┌──

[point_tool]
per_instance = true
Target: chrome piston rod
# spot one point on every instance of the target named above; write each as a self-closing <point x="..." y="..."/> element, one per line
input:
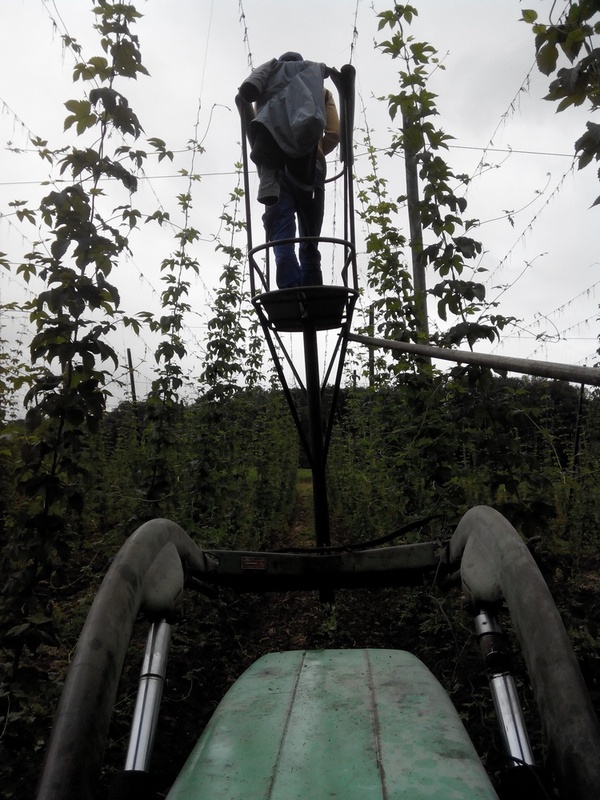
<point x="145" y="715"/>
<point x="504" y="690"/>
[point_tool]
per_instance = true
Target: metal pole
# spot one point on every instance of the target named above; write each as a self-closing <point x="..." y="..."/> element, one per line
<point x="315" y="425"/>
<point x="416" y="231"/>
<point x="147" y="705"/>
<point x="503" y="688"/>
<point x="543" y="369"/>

└──

[YOUR INSTRUCTIONS] Return every line of the records above unchanged, leaving out the pictures.

[RESULT OF THE EXERCISE]
[point_tool]
per_instance = true
Target: chrome piston rod
# spot one point on every instance of the target named above; write each as a self-closing <point x="..." y="..."/> element, one per line
input:
<point x="145" y="715"/>
<point x="504" y="690"/>
[point_tool]
per_instance = true
Target: metal pole
# spot one point on every instance of the target named above; write each as a self-closing <point x="..." y="..."/> element, one per line
<point x="315" y="425"/>
<point x="416" y="231"/>
<point x="147" y="705"/>
<point x="503" y="688"/>
<point x="543" y="369"/>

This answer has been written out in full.